ARBEITSAUFTRÄGE –
a - Ermittle, in wie vielen Zeilen der Einträge die Zeichenfolge „crust“ vorkommt, und gib nur diese Zahl an. Achte dabei auf Groß- und Kleinschreibung.
b - Führe das Interview über Rollstuhl-Rugby im Anschluss an seinen letzten Satz weiter.

TEXTAUSZUG –
Thorsten Altmann ist seit seiner Geburt querschnittsgelähmt. Ab dem siebten Halswirbel kann er sich nicht bewegen. Der Sport war für ihn schon immer von großer Bedeutung. Hier kann er sich beweisen. Der 27-Jährige hat es in drei Jahren vom Neuling zum Spieler in der deutschen Rollstuhl-Rugby-Nationalmannschaft geschafft.

Wie bist du zu Rollstuhl-Rugby gekommen?

Ich habe mit neun Jahren angefangen Rollstuhl-Basketball zu spielen. Das spielt man aber mit einem niedrigeren Querschnitt als ich ihn habe. Deswegen war von vornherein klar, dass ich in dieser Sportart keine großen Chancen habe weit zu kommen. Mein damaliger Trainer, der mittlerweile ein enger Freund ist, hat mir geraten, mit Rollstuhl-Rugby anzufangen. Am Anfang habe ich mir gedacht, der spinne. Ich habe zu diesem Zeitpunkt schon über acht Jahre Basketball gespielt und konnte mir nicht vorstellen, jetzt einfach die Sportart zu wechseln. Dann hat mich jedoch der Kapitän der Nationalmannschaft von Rollstuhl-Rugby gefragt, ob ich Interesse hätte, bei ihnen zu spielen, da er großes Potential in mir sehe. Da habe ich mich dann doch dazu entschlossen, ein Probetraining zu machen. Das ist jetzt inzwischen zehn Jahre her.

Wie wichtig ist der Sport für dich geworden in dieser Zeit?

Enorm wichtig. Es würde auf jeden Fall etwas fehlen, wenn ich den Sport nicht mehr hätte. Er ist mittlerweile ein riesiger Teil meines Lebens geworden. Trotzdem versuche ich natürlich auch, mir Zeit für meine Familie und Freunde zu nehmen.

Gelingt dir das immer? Du bist ja sehr oft mit deiner Mannschaft unterwegs.

Einträge zur Beschriftung von Begrenzungsrahmen
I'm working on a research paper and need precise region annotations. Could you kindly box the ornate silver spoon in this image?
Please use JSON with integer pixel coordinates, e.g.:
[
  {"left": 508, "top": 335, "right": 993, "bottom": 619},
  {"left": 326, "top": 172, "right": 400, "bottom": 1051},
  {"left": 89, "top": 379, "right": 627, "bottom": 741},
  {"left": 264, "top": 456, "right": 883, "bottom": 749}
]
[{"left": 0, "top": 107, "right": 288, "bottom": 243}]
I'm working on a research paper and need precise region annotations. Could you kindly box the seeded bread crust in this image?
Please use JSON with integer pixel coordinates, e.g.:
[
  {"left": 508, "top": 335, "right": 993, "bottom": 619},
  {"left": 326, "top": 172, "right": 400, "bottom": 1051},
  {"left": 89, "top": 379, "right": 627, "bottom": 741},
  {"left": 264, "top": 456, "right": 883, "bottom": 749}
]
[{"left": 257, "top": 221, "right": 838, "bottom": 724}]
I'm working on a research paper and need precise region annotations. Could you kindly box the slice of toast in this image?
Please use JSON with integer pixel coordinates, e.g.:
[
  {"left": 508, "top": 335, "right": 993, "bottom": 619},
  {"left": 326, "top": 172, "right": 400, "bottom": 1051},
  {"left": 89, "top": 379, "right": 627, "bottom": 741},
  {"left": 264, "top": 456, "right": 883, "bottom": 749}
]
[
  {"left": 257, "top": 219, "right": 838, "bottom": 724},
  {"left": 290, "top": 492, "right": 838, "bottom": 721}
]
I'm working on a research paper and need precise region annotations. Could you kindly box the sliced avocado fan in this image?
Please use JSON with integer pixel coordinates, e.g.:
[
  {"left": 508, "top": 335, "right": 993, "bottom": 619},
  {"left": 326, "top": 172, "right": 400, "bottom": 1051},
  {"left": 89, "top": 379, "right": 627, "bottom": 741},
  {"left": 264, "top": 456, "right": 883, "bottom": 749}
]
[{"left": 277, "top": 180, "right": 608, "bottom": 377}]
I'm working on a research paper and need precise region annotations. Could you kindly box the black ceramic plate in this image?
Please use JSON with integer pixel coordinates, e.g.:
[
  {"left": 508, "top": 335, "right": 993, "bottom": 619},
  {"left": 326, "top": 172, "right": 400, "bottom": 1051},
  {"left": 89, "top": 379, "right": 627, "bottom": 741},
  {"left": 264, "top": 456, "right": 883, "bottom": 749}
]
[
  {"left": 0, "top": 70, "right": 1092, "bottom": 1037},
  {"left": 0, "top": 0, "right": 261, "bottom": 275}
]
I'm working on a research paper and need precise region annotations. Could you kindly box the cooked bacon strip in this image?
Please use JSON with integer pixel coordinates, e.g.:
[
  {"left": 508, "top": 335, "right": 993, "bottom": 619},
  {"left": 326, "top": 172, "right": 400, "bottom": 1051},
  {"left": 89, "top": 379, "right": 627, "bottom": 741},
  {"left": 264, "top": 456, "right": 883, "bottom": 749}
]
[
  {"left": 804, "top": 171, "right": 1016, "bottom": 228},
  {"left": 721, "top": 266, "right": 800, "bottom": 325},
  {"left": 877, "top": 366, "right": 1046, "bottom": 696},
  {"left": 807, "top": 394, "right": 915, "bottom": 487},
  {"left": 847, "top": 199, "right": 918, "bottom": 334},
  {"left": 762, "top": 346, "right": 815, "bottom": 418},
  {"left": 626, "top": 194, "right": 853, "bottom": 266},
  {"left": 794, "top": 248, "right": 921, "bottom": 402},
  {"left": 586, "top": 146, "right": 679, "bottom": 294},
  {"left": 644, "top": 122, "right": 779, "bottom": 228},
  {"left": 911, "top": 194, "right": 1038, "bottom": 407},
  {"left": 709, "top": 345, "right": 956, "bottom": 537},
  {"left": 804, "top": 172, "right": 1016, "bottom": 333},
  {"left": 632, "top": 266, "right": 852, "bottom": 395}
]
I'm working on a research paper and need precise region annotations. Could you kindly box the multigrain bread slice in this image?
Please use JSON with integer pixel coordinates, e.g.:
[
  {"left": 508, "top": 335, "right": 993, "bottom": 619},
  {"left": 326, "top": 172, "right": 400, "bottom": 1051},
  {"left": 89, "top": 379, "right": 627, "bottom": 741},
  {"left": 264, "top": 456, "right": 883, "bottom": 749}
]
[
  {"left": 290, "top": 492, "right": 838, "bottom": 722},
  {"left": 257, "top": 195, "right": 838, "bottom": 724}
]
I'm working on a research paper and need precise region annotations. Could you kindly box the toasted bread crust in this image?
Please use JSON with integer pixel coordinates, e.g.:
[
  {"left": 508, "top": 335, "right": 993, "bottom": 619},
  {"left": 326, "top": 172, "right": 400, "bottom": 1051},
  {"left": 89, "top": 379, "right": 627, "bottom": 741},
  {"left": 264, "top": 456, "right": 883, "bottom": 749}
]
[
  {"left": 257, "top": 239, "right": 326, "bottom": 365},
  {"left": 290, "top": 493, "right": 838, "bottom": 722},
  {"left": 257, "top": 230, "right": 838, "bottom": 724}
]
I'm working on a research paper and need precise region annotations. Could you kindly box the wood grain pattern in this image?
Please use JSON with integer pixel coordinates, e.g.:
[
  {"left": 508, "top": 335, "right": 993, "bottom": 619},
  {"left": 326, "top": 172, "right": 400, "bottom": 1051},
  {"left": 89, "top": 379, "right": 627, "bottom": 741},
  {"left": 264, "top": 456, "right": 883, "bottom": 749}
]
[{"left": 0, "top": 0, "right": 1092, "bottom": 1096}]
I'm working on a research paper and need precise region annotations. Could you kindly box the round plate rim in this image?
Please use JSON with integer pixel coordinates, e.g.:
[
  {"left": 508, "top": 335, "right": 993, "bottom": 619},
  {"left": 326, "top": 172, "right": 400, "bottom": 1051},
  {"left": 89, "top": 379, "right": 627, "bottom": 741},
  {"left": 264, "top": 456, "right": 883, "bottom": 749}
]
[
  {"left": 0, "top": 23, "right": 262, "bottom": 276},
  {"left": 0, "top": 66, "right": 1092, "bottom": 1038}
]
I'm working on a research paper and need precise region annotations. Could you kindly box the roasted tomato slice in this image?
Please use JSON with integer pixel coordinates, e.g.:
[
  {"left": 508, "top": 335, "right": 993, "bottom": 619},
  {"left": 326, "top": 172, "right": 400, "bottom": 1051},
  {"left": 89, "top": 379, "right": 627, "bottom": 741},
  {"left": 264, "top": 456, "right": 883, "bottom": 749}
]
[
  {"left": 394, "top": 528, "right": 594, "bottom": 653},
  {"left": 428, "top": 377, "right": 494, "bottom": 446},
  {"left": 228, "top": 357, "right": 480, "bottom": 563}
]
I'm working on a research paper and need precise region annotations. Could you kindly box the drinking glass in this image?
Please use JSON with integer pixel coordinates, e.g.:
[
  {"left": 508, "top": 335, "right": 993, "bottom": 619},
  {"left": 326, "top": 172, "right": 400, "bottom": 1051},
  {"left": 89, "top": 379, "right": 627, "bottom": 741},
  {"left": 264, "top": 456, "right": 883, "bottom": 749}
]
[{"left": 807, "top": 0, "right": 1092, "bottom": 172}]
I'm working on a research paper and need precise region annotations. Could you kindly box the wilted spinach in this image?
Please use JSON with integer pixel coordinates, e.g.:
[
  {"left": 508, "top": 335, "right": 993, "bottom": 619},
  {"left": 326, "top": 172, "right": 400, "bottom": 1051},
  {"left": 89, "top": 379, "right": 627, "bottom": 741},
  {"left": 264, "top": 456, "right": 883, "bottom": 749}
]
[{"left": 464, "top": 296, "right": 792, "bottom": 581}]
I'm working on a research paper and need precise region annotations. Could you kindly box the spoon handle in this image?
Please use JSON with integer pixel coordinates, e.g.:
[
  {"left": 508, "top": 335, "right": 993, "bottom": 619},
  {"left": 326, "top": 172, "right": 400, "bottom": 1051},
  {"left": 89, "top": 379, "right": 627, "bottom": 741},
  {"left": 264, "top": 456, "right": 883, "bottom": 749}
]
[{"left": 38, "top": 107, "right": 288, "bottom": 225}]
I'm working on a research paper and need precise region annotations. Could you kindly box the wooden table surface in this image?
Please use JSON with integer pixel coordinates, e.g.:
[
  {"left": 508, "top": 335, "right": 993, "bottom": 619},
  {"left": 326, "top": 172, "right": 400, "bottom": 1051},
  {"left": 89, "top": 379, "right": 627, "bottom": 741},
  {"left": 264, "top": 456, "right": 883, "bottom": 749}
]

ENDERGEBNISSE –
a - 2

b -
Ich fahre einmal in der Woche nach München zum Training und bin mindestens zwei Mal im Monat über die Wochenenden bei Spielen in ganz Europa unterwegs. Das nimmt natürlich viel Zeit in Anspruch. Es gibt auch einige Turniere, die nur zum Spaß ausgetragen werden. Da nehme ich nicht jedes Spiel mit. Ich teile mir die Termine so ein, dass ich zwischendurch auch mal Zeit für mich habe.

Du arbeitest ja neben dem Sport auch noch Vollzeit.

Ja, das stimmt. Mein Arbeitgeber ist zum Glück sehr tolerant und dank eines Gleitzeitsystems kann ich mir meine Zeit gewissermaßen selbst einteilen, wenn ich zum Beispiel früher aufhören muss, damit ich unter der Woche rechtzeitig in München beim Training bin. Außerdem gibt es für Nationalspieler noch zehn Tage Sonderurlaub, die mir natürlich bei meinen vielen Auslandsspielen zugutekommen.

Das viele Reisen ist ja sicher auch mit Kosten verbunden. Wirst du da unterstützt?

Unsere Übernachtungskosten werden bezahlt. Ab und zu werden auch die Fahrtkosten übernommen. Das kann man als kleine Aufwandsentschädigung sehen, das meiste müssen wir jedoch selbst finanzieren.

Ist es in diesem Sport üblich, dass man selbst für die Kosten aufkommen muss?

In anderen Nationen, in denen Rollstuhl-Rugby populärer ist, bekommen die Spieler mehr Unterstützung. Die kanadische Mannschaft hat zum Beispiel im Zuge der Vorbereitungen für die Qualifikation für die Paralympics in Rio de Janeiro jedem Spieler einen eigenen Personaltrainer zur Seite gestellt. Davon können wir nur träumen.

Welche Unterstützung wünschst du dir für die deutsche Mannschaft?

Gegen einen Personaltrainer, der auf jeden Spieler individuell seinen Trainingsplan anpasst, hätte ich natürlich nichts einzuwenden. Ich finde auch einen Sportpsychologen sehr wichtig. Das hört sich vielleicht erstmal blöd an, es gibt einige Spieler, und da schließe ich mich mit ein, die während des Spiels einfach zu viel nachdenken. Und das steht dem Team dann oft im Weg. Gerade bei wichtigen Qualifikationsspielen stehen wir Spieler oft sehr unter Druck. Da würde ein Profi, der uns auf mentaler Ebene unterstützt, auf jeden Fall helfen.

Gab es in letzter Zeit ein bestimmtes Turnier, bei dem der Druck besonders hoch war?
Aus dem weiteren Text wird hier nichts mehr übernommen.